Transcribe all the records exactly and omit any images they hold.

begin STORED RECORDS

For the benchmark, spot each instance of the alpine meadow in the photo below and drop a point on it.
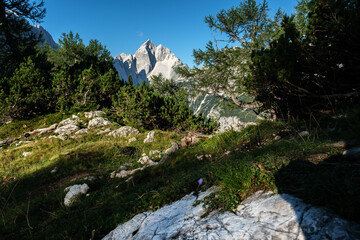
(258, 139)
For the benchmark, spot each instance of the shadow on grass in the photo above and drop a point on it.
(30, 215)
(333, 183)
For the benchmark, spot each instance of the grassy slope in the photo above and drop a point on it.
(31, 199)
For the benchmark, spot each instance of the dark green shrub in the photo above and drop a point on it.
(142, 107)
(26, 93)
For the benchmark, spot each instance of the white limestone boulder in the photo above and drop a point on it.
(145, 160)
(98, 122)
(74, 120)
(67, 129)
(94, 114)
(73, 193)
(150, 137)
(124, 132)
(262, 216)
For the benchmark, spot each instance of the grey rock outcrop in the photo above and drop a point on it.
(352, 153)
(73, 193)
(102, 132)
(145, 160)
(150, 137)
(93, 114)
(155, 153)
(67, 129)
(262, 216)
(98, 122)
(74, 120)
(174, 147)
(124, 132)
(81, 131)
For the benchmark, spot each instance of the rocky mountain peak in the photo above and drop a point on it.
(149, 60)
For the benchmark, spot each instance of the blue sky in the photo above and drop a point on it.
(123, 25)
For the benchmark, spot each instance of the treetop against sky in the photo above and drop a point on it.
(124, 25)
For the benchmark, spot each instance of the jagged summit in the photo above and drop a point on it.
(148, 60)
(44, 35)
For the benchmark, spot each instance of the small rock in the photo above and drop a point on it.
(277, 137)
(155, 153)
(125, 166)
(98, 122)
(340, 144)
(304, 134)
(67, 129)
(104, 131)
(81, 131)
(318, 157)
(145, 160)
(123, 173)
(353, 152)
(22, 142)
(90, 178)
(94, 114)
(174, 147)
(124, 132)
(200, 157)
(73, 192)
(74, 120)
(240, 207)
(150, 137)
(25, 154)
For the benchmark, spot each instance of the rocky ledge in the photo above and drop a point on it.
(262, 216)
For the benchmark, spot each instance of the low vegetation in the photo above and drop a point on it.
(240, 162)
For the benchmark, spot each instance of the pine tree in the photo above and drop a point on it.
(223, 70)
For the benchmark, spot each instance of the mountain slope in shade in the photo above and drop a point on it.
(149, 60)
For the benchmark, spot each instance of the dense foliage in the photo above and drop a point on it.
(296, 66)
(142, 107)
(223, 70)
(314, 68)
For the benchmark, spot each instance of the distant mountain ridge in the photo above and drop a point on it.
(149, 60)
(44, 36)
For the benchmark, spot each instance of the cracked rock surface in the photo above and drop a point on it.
(262, 216)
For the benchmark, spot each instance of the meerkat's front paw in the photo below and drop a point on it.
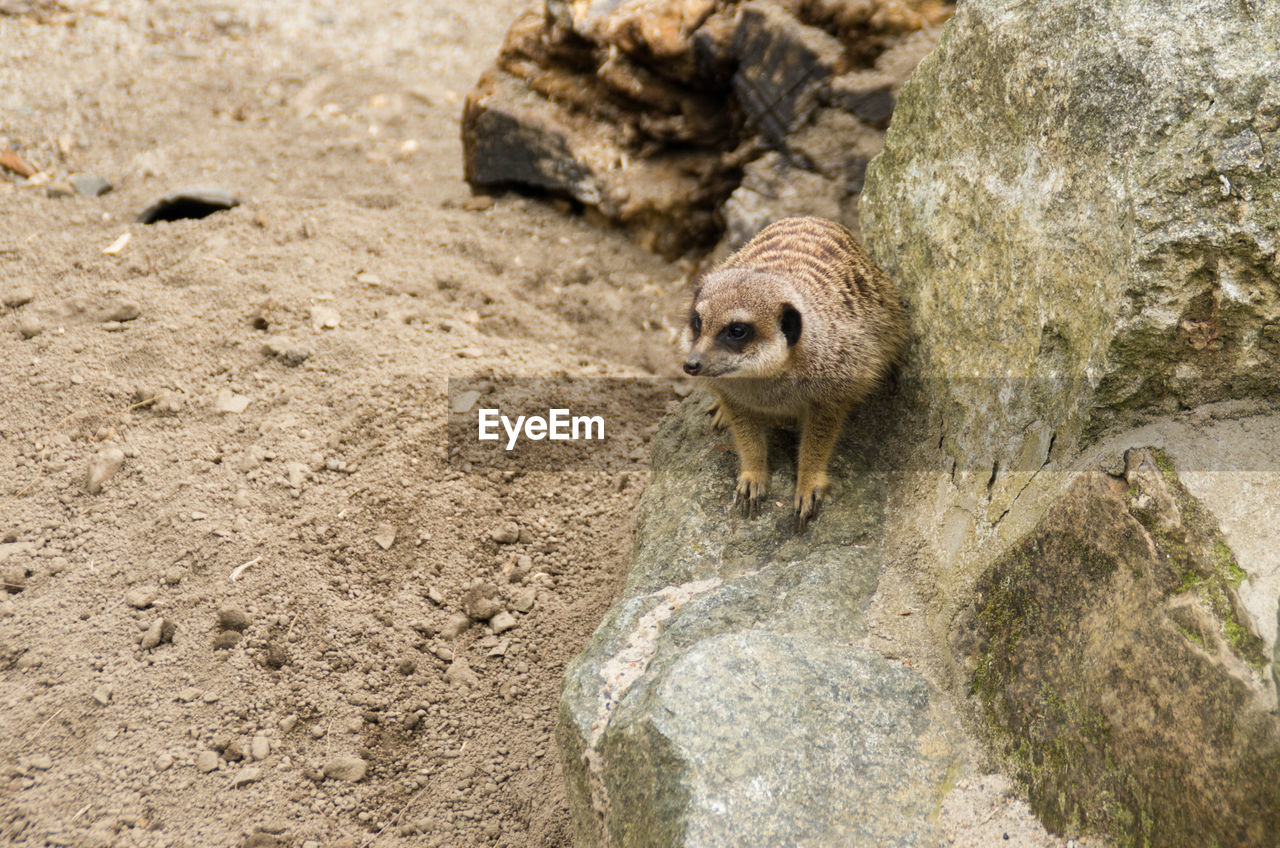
(720, 416)
(810, 488)
(752, 487)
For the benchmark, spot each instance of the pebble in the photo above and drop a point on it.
(277, 656)
(31, 326)
(229, 402)
(480, 601)
(90, 185)
(246, 776)
(325, 318)
(159, 633)
(233, 619)
(140, 597)
(16, 297)
(120, 310)
(104, 465)
(286, 350)
(456, 625)
(225, 641)
(460, 674)
(14, 578)
(350, 769)
(522, 600)
(506, 533)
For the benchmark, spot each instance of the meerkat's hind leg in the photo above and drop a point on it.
(750, 440)
(720, 415)
(819, 428)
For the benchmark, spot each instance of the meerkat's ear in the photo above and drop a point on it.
(790, 324)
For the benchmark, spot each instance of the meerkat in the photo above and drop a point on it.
(799, 324)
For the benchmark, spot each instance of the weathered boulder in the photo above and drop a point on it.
(1082, 206)
(727, 698)
(1120, 673)
(648, 110)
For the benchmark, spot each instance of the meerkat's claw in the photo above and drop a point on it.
(750, 492)
(720, 418)
(809, 493)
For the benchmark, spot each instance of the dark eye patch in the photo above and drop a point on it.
(736, 334)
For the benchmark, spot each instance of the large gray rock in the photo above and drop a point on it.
(727, 698)
(1120, 673)
(1082, 206)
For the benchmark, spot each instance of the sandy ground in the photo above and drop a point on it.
(257, 605)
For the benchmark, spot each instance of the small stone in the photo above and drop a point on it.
(286, 350)
(16, 297)
(350, 769)
(277, 656)
(91, 186)
(324, 318)
(460, 674)
(14, 578)
(103, 468)
(120, 310)
(246, 776)
(140, 597)
(456, 625)
(31, 326)
(225, 641)
(229, 402)
(506, 533)
(480, 601)
(160, 632)
(522, 600)
(233, 619)
(233, 751)
(502, 621)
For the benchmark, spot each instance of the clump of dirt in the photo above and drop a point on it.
(265, 627)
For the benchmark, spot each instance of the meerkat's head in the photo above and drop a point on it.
(743, 323)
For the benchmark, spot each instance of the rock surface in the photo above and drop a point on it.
(1083, 212)
(648, 110)
(731, 671)
(1111, 655)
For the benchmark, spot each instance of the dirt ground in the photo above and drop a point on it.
(259, 605)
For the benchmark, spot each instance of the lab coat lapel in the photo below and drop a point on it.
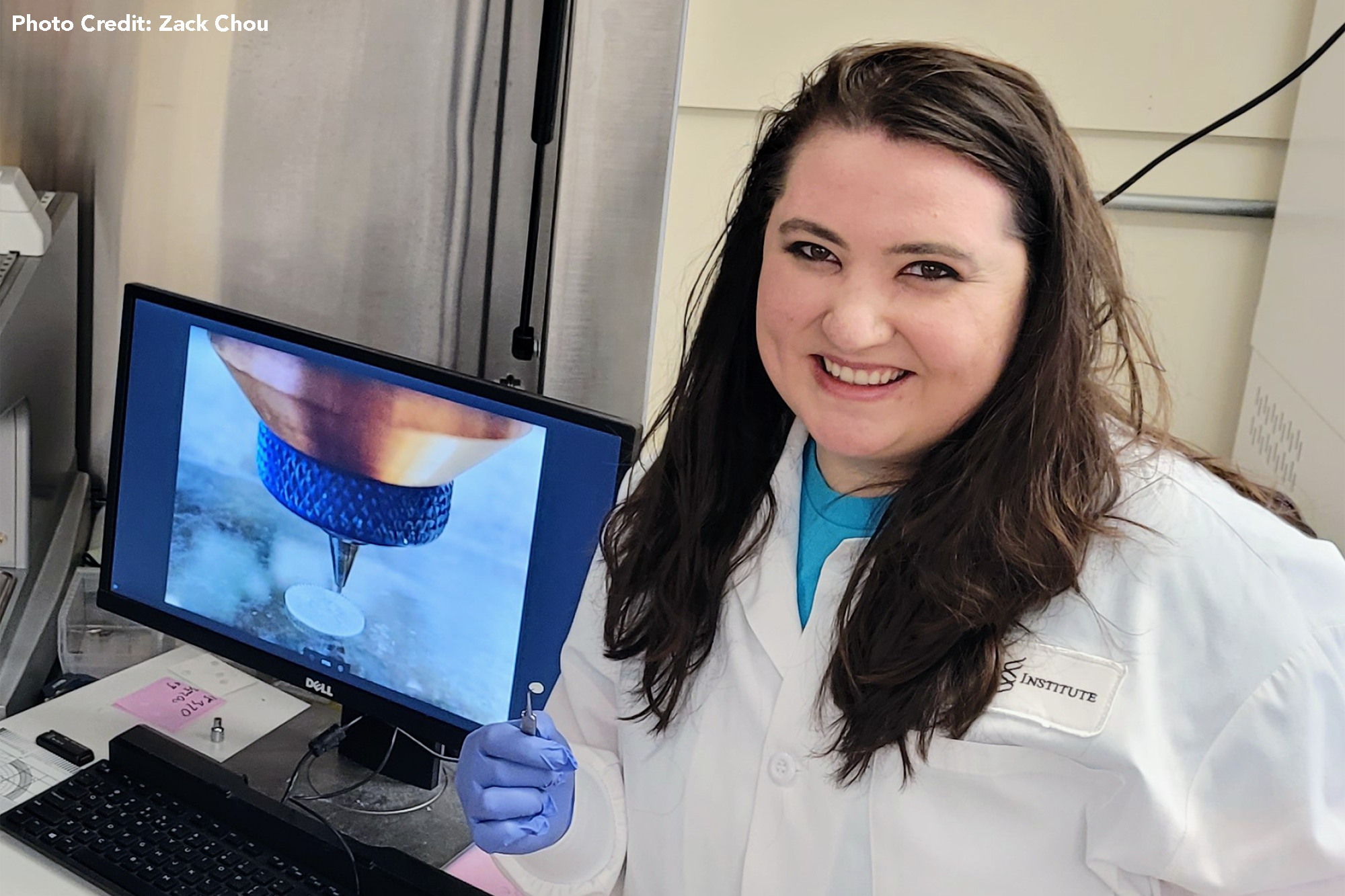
(769, 588)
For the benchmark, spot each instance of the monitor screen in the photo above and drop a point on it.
(383, 532)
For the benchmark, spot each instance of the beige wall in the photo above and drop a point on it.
(1130, 79)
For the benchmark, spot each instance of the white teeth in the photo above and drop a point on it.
(861, 377)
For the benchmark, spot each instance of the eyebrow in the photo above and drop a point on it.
(905, 249)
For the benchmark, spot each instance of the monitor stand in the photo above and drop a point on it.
(367, 744)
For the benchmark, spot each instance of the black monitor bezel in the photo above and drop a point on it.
(352, 697)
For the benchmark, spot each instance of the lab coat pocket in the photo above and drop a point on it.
(987, 818)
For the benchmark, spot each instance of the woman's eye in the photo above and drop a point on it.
(812, 252)
(930, 271)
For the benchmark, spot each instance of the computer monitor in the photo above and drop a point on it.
(408, 541)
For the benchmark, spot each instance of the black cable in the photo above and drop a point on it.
(392, 741)
(1246, 107)
(427, 748)
(325, 741)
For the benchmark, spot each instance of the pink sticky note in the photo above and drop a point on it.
(170, 702)
(477, 868)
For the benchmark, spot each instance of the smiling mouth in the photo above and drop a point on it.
(866, 377)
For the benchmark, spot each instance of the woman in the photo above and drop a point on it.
(918, 596)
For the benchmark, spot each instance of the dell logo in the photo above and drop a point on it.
(313, 684)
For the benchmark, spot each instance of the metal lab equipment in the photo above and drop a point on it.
(44, 499)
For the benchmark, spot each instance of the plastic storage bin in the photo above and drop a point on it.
(96, 642)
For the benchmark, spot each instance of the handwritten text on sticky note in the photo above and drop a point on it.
(170, 702)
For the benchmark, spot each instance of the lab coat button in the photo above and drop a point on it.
(783, 768)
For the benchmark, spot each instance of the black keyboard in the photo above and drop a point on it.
(158, 818)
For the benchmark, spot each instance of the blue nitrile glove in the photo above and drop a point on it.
(517, 790)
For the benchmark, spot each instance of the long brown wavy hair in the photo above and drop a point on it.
(995, 520)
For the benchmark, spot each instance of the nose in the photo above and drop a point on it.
(860, 318)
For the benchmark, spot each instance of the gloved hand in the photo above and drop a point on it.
(517, 790)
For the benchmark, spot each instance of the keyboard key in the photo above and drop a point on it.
(46, 813)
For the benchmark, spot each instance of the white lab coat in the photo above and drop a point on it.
(1194, 744)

end STORED RECORDS

CORRECT ANSWER
For the benchmark, spot each instance of the alpine meadow in the photo below and drop a point on it.
(258, 139)
For the benchmark, spot each instance of the shadow on grass in the photo above and drop a point on it.
(30, 215)
(333, 183)
For the benchmark, spot each instance of the grassy slope in the photo above and drop a point on it.
(31, 199)
For the benchmark, spot each instance of the dark green shrub in the photo above and drop a point on it.
(142, 107)
(26, 93)
For the benchmark, spot each instance of the white limestone boulder in the photo above and drop a point on it.
(145, 160)
(98, 122)
(74, 120)
(67, 129)
(94, 114)
(73, 193)
(150, 137)
(124, 132)
(262, 216)
For the benchmark, spot each instance of the grey rock outcrop in the photo above and drop a point on it.
(352, 153)
(73, 193)
(102, 132)
(145, 160)
(150, 137)
(93, 114)
(155, 153)
(67, 129)
(262, 216)
(98, 122)
(74, 120)
(174, 147)
(124, 132)
(81, 131)
For the benchmark, spot each instance of the rocky mountain peak in the photo above and drop a point on it.
(149, 60)
For the benchmark, spot each instance of the blue sky in the photo above and drop a point on it.
(123, 25)
For the benchmark, spot each instance of the treetop against sky in the photo above and drop a point on it.
(124, 25)
For the benchmark, spot each instance of the jagged summit in the photo above and drop a point on it.
(148, 60)
(44, 35)
For the benchmark, spot each instance of the small rock in the photo above and drop a point on it.
(277, 137)
(155, 153)
(125, 166)
(98, 122)
(340, 144)
(304, 134)
(67, 129)
(104, 131)
(81, 131)
(318, 157)
(145, 160)
(123, 173)
(353, 152)
(22, 142)
(90, 178)
(94, 114)
(174, 147)
(124, 132)
(200, 157)
(73, 192)
(74, 120)
(240, 207)
(150, 137)
(25, 154)
For the benchmark, spot each instance of the rocky ledge in the photo above and drop a point on it.
(262, 216)
For the benchmark, spot each instance of the low vegetation in the photo above and drop a point on it.
(240, 162)
For the benchmark, spot each instance of the pine tree in the photo above and drop a point on it.
(223, 70)
For the benchmark, spot each instance of the mountain slope in shade in the photo above and drop a point on it.
(149, 60)
For the benchmark, spot each instance of the dense foliage in the photo above and drop a point on it.
(296, 66)
(142, 107)
(223, 70)
(314, 68)
For the benchmark, spot each instance of the distant mountain ridge in the photo above and drop a point on it.
(149, 60)
(44, 36)
For the benchmark, spot each instance of the cracked rock surface in the photo above and drop a point on it.
(262, 216)
For the benchmark, spot each instance of the meerkat's front paw in the photo below and drop a point on it.
(720, 416)
(810, 488)
(752, 487)
For the benchmark, spot each instance of the pebble in the photo above and drop a point on it.
(277, 656)
(31, 326)
(229, 402)
(480, 601)
(90, 185)
(246, 776)
(325, 318)
(159, 633)
(233, 619)
(140, 597)
(16, 297)
(120, 310)
(104, 465)
(286, 350)
(456, 625)
(225, 641)
(460, 674)
(14, 578)
(350, 769)
(522, 600)
(506, 533)
For the benchmark, spot each instance of the meerkat's hind leg in the photo above and drop a point on it.
(750, 440)
(720, 415)
(819, 428)
For the benchmark, spot each instance of the meerkat's ear in the photo above and drop a point on it.
(790, 324)
For the benchmark, spot each instance of the meerkat in the photo above and drop a point on it.
(799, 324)
For the benchmark, spot each instance of the weathered boulder in the photo above and drop a point on it.
(1082, 206)
(727, 698)
(1120, 673)
(648, 110)
For the benchmark, spot each instance of the meerkat's claw in the photo above and drop a point on it.
(750, 492)
(720, 418)
(809, 493)
For the benchmark, spot each instance of the dark eye patch in the photo above and drop a point on it.
(736, 334)
For the benchmark, spot each instance of the large gray rock in the photo above and drop a point on it.
(727, 698)
(1120, 673)
(1082, 206)
For the benchmark, spot each instance of the sandy ground in the photo above and drop a point on it.
(257, 605)
For the benchmark, spot each instance of the small stone in the photo above and drop a point on it.
(286, 350)
(16, 297)
(350, 769)
(277, 656)
(91, 186)
(324, 318)
(460, 674)
(14, 578)
(103, 468)
(120, 310)
(246, 776)
(140, 597)
(456, 625)
(31, 326)
(225, 641)
(229, 402)
(506, 533)
(480, 601)
(160, 632)
(522, 600)
(233, 619)
(233, 751)
(502, 621)
For the benchmark, spot each instance of the clump of dirt in the photo above and drop a point on it.
(265, 627)
For the benchmark, spot each instance of the meerkat's head in the photo above and drop a point on it.
(743, 323)
For the benchmark, spot each instance of the rock surface in the photo above and drop a point on it.
(1083, 212)
(648, 110)
(731, 671)
(1111, 655)
For the benchmark, spot each instance of the dirt ground in the photo above and drop a point on it.
(259, 605)
For the benchmark, spot each instance of the lab coat lapel in the photo below and drop a point on it.
(769, 588)
For the benchmark, spot each instance of the monitor screen in the photo above and drop a point on it.
(383, 532)
For the benchmark, spot each instance of the beige wall in the photo above and drop a point on it.
(1130, 79)
For the benchmark, spot each instance of the white teeth in the photo above and drop a point on it.
(861, 377)
For the benchmark, spot each instance of the eyebrow in the photo above and drop a point on it.
(905, 249)
For the benchmark, spot each instance of the monitor stand in the photo above and drop a point on it.
(367, 744)
For the benchmark, spot each instance of the black monitor bezel in the photo above and drop a point on it.
(352, 697)
For the benchmark, spot each instance of the lab coat pocket in the photo above and drop a point on it.
(987, 818)
For the benchmark, spot each instance of the woman's eye in the photo above and drop a point on it.
(812, 252)
(930, 271)
For the benchmark, spot each instance of the computer monitor in the photo above and drop a point on it.
(408, 541)
For the benchmark, spot each instance of the black cable in the photo above and drop a point on it.
(392, 741)
(1246, 107)
(427, 748)
(325, 741)
For the benchmark, spot each instance of the pink sticky note in the photo above and drop a point on it.
(170, 702)
(477, 868)
For the benchmark, spot each instance of the smiling mouth in the photo above and drop a point on it.
(866, 377)
For the benchmark, spot each instance of the woman in the photo above and drop a point on it.
(918, 596)
For the benchmark, spot each instance of the dell logo in the photo above and drop a point on it.
(313, 684)
For the benchmark, spot each instance of the metal lab equipment in the photo above and drop a point on it.
(44, 499)
For the benchmark, spot each instance of the plastic storage bin in the photo above and drop a point on it.
(96, 642)
For the benchmark, spot each instance of the handwritten text on sticky note in the photo above and drop a point on it.
(170, 702)
For the benchmark, spot each instance of the lab coat button in the photo above and drop a point on it.
(783, 768)
For the benchmark, spot each instance of the black keyboard in the photo above and drop a point on it.
(158, 818)
For the benchmark, spot each instance of the blue nitrile glove in the photo above and drop a point on it.
(517, 790)
For the benchmark, spot each instance of the long brown wavy hair in the photo above and drop a point on it.
(995, 520)
For the benchmark, spot each instance of the nose in the photo above and drop a point on it.
(860, 318)
For the benchmark, spot each instance of the gloved hand in the photo above and drop a point on it.
(517, 790)
For the benchmark, spot each instance of the keyboard key in the photo above and drop a point on it.
(46, 813)
For the benchmark, spot each instance of the white lab coat in the photo above and drop a point on it.
(1194, 744)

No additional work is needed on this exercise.